Exercise
Copy everything from the line containing "Please annotate every puffin standing" down to the line containing "0 146 250 250", changing each "occluded" to "hidden" and leaving the rest of the entries unchanged. Omit the pictures from your answer.

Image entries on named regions
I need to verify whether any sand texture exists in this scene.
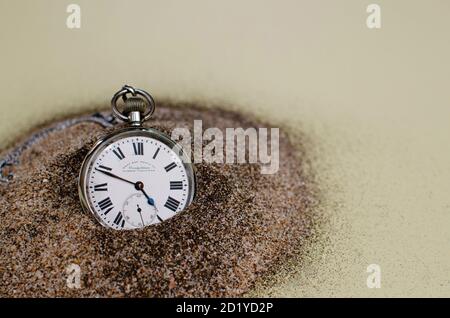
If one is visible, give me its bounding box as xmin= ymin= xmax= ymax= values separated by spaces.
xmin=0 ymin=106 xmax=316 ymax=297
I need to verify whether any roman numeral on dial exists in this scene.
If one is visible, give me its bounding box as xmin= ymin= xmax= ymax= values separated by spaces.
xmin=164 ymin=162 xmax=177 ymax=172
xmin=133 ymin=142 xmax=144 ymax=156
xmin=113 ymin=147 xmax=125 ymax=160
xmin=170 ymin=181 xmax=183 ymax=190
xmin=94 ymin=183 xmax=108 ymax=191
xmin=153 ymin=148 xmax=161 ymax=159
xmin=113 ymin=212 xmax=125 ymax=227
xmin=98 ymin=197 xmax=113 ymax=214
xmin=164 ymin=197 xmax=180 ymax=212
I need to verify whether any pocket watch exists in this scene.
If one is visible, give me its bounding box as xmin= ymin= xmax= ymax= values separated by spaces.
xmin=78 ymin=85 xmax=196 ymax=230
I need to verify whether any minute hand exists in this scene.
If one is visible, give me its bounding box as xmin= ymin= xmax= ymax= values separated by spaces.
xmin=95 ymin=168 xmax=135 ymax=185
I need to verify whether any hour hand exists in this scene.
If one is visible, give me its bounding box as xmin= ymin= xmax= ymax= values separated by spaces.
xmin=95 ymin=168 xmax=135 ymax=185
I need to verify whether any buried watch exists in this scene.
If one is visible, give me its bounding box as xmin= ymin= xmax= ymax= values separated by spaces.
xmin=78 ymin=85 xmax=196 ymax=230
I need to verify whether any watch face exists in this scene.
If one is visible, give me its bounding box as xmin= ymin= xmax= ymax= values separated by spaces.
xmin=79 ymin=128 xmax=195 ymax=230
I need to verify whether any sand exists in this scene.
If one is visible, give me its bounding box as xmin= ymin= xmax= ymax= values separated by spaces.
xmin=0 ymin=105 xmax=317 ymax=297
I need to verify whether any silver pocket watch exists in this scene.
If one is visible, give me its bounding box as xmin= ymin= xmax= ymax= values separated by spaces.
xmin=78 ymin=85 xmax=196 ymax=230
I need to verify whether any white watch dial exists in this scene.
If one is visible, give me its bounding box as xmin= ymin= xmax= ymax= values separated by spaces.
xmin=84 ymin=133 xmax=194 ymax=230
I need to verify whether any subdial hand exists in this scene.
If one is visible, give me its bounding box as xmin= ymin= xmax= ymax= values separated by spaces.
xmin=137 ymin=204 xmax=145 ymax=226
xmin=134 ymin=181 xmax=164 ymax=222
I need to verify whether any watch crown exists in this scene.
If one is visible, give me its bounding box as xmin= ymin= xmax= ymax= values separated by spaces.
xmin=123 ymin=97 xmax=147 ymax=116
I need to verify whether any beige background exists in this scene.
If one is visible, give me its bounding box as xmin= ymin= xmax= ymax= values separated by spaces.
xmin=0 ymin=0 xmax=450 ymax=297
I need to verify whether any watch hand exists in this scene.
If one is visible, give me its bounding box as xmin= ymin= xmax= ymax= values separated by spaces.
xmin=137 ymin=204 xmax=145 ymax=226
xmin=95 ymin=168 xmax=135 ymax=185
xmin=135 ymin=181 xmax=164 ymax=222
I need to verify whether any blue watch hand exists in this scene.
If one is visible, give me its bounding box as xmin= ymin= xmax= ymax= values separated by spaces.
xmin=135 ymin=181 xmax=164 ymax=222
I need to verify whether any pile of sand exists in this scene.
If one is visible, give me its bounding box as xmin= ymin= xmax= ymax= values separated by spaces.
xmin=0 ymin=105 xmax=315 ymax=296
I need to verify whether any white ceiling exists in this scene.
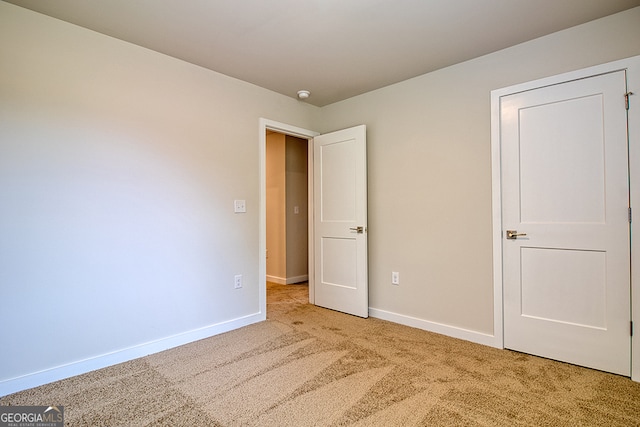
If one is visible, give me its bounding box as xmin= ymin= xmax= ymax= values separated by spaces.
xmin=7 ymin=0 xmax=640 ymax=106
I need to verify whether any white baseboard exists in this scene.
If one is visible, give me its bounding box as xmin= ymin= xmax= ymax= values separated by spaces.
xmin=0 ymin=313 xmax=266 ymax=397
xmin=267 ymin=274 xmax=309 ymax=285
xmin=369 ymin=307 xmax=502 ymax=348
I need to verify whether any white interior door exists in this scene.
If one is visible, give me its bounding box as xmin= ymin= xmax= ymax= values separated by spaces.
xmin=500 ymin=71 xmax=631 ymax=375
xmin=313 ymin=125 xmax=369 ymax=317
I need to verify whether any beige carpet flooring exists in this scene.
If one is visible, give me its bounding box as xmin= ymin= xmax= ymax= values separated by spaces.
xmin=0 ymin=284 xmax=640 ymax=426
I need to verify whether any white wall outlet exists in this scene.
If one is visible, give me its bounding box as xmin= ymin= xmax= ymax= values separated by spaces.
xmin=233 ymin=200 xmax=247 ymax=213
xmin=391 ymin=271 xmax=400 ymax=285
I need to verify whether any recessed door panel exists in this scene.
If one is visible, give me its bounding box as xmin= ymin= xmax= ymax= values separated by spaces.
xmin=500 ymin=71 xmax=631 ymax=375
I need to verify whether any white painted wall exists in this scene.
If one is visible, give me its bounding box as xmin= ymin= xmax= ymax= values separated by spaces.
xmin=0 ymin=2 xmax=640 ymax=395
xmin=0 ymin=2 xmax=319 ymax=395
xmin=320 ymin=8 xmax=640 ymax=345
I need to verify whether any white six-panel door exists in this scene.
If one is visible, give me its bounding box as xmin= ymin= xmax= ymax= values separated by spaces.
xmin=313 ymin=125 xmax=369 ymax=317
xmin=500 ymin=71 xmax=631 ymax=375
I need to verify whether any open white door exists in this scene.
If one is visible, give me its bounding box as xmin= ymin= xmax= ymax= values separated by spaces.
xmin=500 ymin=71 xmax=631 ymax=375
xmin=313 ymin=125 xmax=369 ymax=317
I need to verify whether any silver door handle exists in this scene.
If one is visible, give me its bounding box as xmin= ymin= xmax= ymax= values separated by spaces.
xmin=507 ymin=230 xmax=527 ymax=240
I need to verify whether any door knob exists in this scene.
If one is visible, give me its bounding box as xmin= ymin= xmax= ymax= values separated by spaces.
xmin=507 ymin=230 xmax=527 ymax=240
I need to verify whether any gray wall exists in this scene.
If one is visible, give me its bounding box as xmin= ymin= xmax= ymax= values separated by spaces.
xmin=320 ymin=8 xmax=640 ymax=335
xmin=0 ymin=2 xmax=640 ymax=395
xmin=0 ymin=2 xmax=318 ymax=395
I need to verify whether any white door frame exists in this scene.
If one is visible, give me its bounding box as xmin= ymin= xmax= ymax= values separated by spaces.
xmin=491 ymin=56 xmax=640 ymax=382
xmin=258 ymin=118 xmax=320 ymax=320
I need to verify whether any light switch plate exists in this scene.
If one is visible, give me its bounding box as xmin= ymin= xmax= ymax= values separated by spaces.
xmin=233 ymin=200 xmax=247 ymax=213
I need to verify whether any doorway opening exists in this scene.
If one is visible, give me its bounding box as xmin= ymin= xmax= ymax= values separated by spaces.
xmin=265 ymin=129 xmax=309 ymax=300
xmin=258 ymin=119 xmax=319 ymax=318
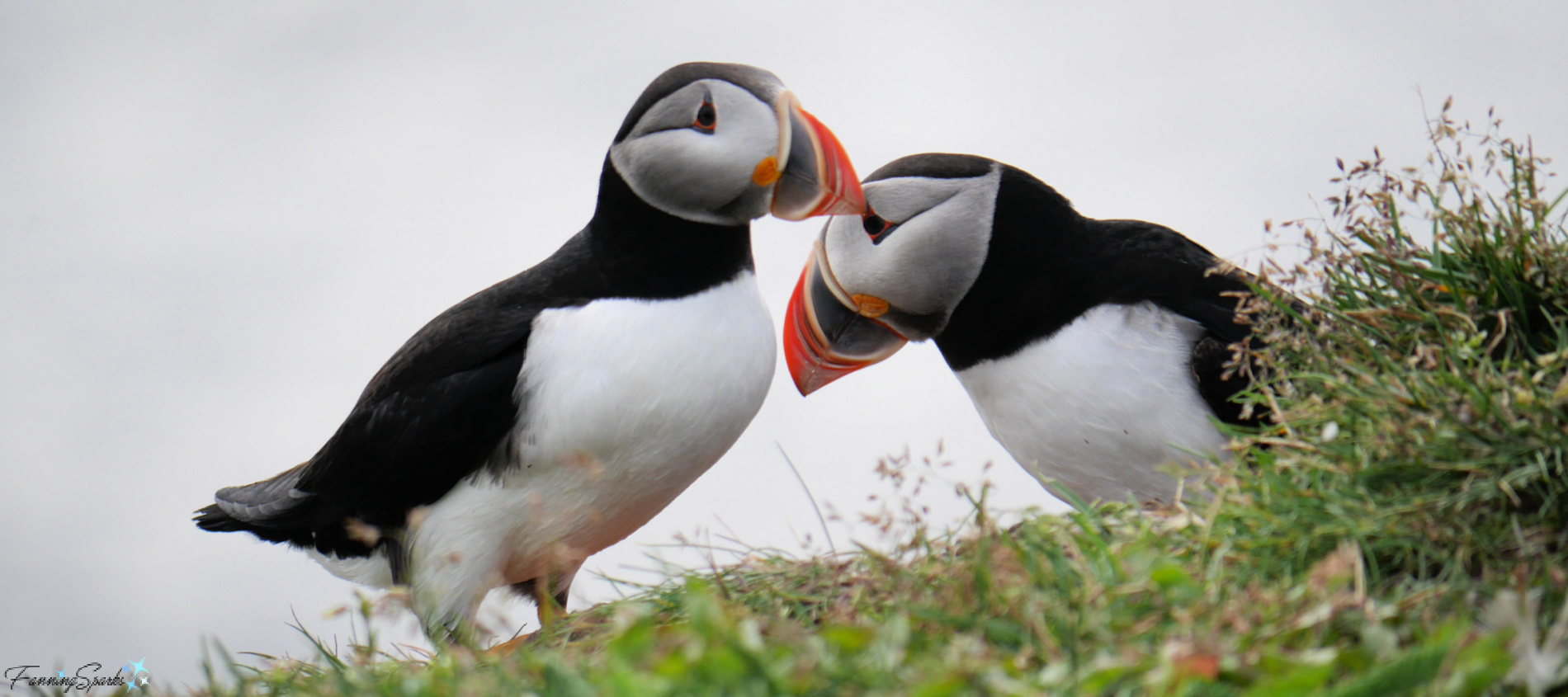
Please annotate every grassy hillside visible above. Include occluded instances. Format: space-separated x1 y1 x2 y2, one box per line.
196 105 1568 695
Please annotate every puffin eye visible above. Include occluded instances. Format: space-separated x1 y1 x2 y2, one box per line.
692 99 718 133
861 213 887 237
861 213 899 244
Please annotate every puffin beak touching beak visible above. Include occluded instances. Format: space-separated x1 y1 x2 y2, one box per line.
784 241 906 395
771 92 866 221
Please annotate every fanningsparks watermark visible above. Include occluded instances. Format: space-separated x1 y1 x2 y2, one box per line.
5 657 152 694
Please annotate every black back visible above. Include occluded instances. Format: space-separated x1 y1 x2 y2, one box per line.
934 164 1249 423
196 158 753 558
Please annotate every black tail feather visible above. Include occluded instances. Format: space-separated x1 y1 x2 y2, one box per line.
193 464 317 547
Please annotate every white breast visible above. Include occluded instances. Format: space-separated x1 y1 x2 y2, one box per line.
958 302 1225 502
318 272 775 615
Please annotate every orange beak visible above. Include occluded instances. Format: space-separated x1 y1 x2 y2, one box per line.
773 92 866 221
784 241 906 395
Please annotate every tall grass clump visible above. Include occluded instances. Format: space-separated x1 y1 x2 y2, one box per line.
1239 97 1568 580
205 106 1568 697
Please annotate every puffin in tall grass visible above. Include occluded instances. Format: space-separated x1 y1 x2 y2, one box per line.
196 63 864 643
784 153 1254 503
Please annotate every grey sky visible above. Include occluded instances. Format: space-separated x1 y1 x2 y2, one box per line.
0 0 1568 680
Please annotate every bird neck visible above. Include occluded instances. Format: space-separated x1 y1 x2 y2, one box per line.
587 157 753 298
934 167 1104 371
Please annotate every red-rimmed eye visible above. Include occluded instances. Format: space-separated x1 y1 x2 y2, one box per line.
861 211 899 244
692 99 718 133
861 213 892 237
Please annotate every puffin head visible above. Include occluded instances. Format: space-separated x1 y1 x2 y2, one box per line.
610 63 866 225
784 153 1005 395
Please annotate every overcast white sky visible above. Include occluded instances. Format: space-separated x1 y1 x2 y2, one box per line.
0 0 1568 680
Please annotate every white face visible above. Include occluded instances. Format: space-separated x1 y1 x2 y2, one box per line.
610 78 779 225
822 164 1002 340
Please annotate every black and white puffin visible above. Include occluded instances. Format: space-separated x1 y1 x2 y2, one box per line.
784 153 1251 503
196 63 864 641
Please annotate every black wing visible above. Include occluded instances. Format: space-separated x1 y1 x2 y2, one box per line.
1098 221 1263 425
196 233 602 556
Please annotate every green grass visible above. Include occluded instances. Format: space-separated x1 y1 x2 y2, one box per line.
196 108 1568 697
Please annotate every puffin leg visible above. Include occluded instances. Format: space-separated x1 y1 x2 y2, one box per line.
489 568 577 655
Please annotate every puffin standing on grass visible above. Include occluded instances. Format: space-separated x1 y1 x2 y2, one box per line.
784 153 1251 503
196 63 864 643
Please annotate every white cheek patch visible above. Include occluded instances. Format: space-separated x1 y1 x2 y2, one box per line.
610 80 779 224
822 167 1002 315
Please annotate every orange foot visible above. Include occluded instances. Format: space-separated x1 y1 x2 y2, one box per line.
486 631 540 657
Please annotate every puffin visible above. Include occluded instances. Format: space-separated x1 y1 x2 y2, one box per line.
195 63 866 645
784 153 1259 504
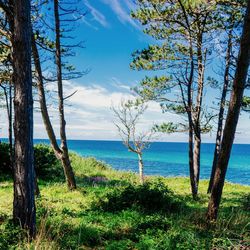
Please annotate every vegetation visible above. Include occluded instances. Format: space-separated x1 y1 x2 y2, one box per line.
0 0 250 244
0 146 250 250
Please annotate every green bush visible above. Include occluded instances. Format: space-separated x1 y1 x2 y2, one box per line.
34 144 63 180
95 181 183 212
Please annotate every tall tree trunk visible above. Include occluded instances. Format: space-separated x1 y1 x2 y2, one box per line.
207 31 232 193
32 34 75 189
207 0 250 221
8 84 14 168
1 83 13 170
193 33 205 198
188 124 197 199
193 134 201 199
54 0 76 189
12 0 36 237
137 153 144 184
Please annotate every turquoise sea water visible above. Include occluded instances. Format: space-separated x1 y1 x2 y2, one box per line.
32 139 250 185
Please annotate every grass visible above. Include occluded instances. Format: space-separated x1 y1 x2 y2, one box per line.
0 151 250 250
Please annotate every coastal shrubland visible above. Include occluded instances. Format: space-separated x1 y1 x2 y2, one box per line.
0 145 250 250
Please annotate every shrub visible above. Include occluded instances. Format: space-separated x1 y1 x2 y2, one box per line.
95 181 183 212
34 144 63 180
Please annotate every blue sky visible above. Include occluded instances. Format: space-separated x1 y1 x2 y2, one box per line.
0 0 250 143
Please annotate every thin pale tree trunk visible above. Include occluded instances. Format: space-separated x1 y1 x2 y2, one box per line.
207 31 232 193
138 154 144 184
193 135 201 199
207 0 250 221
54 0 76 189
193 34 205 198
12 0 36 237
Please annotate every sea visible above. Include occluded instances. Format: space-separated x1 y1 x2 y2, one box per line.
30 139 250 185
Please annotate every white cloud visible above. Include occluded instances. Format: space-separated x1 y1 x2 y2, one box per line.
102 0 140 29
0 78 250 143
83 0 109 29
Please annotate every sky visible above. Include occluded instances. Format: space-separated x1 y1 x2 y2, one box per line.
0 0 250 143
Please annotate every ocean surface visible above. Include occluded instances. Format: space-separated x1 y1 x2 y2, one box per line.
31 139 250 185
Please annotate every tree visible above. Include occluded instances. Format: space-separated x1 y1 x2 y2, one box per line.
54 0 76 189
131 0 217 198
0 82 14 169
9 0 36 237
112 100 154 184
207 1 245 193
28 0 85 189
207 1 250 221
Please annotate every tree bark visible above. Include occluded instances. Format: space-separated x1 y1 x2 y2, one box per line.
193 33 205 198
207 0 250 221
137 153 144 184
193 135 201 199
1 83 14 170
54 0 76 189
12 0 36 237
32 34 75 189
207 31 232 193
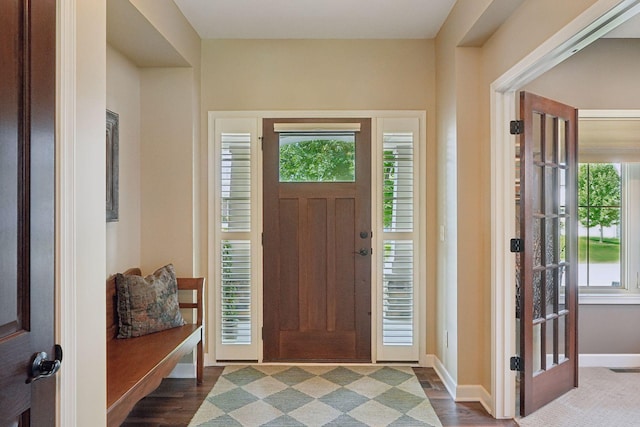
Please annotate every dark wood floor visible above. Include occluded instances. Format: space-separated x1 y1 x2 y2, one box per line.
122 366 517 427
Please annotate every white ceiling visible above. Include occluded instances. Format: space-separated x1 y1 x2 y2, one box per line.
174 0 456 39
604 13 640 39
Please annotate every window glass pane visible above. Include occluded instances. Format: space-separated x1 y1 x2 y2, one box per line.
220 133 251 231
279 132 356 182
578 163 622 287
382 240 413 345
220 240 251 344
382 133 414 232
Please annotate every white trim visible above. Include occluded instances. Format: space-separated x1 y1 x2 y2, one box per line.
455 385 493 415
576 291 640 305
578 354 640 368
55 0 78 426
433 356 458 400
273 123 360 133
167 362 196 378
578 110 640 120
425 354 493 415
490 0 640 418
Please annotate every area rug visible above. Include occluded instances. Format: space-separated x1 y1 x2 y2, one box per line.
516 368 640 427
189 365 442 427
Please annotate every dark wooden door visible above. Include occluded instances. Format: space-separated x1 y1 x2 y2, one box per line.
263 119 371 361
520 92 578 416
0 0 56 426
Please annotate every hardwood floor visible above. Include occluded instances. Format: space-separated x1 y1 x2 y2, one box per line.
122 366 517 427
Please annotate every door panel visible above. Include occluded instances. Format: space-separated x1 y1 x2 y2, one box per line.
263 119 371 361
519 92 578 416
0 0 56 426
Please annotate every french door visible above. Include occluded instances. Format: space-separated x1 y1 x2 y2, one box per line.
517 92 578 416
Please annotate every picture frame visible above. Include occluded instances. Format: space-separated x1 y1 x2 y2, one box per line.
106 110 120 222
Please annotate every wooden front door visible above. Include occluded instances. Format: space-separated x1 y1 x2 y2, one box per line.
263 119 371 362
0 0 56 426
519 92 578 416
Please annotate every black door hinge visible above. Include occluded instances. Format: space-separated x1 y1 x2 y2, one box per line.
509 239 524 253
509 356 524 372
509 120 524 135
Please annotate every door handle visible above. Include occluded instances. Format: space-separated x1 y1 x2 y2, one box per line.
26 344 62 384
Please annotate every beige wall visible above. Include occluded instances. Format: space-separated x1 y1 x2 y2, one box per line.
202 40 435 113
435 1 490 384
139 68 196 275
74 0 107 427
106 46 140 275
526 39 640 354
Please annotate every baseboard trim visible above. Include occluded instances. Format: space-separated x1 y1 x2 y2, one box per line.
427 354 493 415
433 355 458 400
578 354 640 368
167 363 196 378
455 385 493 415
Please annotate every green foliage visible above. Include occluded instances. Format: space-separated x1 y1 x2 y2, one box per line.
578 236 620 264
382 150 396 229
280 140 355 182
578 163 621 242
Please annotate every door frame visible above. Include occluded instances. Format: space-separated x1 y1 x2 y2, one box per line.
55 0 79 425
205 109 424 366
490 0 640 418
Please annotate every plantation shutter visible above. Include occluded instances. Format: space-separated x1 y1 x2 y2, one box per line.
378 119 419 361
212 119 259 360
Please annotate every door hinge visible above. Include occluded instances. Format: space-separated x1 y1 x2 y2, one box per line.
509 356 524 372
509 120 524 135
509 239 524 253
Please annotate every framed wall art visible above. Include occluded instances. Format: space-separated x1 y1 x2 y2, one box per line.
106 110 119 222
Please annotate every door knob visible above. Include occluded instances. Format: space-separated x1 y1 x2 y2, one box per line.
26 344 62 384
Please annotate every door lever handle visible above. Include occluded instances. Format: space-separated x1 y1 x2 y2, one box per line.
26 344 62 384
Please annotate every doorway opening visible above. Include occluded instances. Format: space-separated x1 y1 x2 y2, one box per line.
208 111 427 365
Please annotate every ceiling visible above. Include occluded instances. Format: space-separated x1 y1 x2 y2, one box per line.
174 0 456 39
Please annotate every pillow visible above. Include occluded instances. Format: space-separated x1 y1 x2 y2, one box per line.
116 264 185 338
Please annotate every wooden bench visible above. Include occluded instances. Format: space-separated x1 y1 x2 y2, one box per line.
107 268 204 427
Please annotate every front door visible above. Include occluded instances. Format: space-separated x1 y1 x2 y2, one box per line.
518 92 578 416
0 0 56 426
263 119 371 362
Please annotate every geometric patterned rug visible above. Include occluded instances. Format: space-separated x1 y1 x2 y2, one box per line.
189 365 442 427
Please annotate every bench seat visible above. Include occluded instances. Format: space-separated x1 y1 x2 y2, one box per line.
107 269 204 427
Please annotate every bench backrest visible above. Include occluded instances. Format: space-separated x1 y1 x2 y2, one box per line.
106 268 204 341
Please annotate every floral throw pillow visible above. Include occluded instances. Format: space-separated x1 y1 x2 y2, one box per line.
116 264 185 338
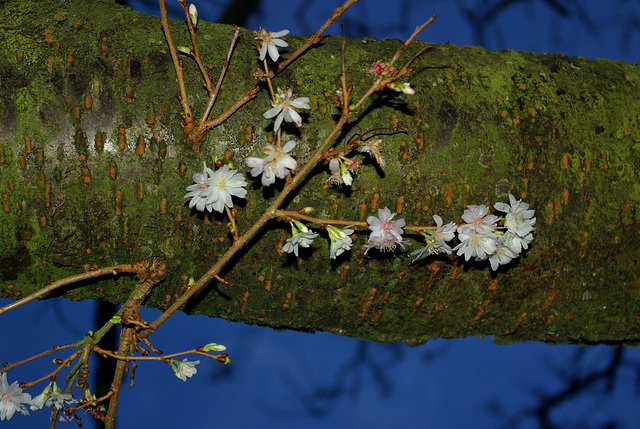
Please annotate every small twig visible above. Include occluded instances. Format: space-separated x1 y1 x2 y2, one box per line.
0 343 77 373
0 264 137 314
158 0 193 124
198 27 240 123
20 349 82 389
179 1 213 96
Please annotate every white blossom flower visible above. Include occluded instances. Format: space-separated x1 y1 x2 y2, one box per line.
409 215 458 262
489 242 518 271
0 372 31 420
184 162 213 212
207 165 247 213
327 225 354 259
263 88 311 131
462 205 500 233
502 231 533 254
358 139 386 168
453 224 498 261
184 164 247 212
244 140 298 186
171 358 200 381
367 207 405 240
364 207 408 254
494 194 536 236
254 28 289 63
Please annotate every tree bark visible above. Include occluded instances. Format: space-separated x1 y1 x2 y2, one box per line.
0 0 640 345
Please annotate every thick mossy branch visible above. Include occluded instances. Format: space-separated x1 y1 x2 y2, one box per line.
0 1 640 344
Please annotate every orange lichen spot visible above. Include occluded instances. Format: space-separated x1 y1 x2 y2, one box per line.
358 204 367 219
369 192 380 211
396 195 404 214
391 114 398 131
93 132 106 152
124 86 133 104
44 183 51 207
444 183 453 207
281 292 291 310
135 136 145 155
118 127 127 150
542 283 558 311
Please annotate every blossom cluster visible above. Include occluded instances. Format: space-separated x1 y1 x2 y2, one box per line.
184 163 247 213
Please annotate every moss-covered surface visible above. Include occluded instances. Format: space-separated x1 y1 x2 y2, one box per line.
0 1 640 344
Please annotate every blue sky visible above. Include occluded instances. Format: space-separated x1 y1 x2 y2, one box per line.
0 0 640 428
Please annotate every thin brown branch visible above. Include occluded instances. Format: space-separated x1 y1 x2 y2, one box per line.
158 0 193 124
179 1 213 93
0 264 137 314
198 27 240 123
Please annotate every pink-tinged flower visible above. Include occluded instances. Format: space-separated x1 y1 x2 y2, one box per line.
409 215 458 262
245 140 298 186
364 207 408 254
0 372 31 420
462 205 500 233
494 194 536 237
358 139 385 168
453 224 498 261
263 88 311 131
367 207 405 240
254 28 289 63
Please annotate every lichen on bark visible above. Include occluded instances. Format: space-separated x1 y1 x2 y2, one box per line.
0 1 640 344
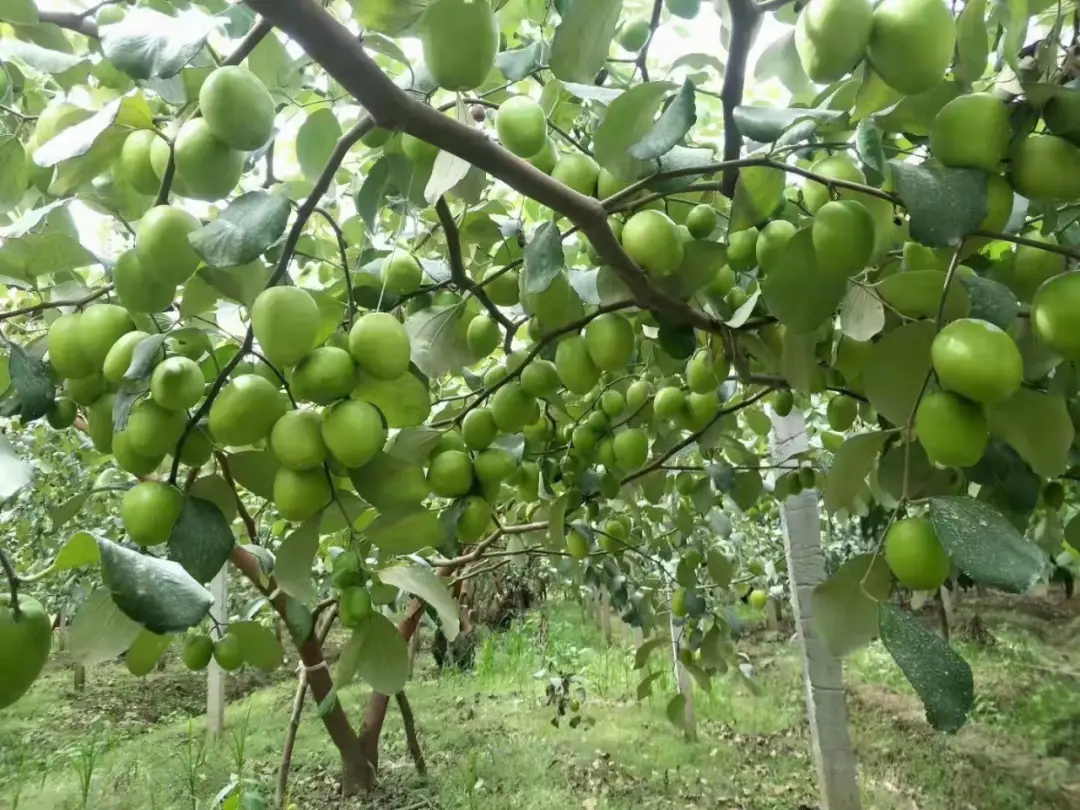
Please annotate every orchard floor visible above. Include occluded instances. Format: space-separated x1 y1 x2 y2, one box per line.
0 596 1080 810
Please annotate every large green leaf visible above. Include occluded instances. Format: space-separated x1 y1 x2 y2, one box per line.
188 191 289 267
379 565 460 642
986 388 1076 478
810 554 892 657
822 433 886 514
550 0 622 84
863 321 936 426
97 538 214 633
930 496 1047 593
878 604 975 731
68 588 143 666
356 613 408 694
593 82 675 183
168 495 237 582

Task output
Please annotate every puffin standing on grass visible above. Include hidden instances. Format: space-separated x1 y1 x2 y2, one box per line.
784 153 1251 503
196 63 864 643
Please annotate every white cheek patch visible above. Include hidden instances. Format: space-separated x1 y1 x2 y2, one box per line.
610 80 779 224
822 167 1002 315
Please annotate every orange foot visible above. Include hidden instances. Format: space-separated x1 y1 x2 y2, one box per line.
486 631 540 657
Please annotate every puffin visible above. Include hidden instances. Format: space-separated x1 y1 x2 y2, one box per line.
195 63 866 645
784 153 1259 504
Please annotate every vegetation visible above. Include hidden instances. Format: space-separated x1 y1 x2 y2, one box per line.
0 0 250 244
0 146 250 250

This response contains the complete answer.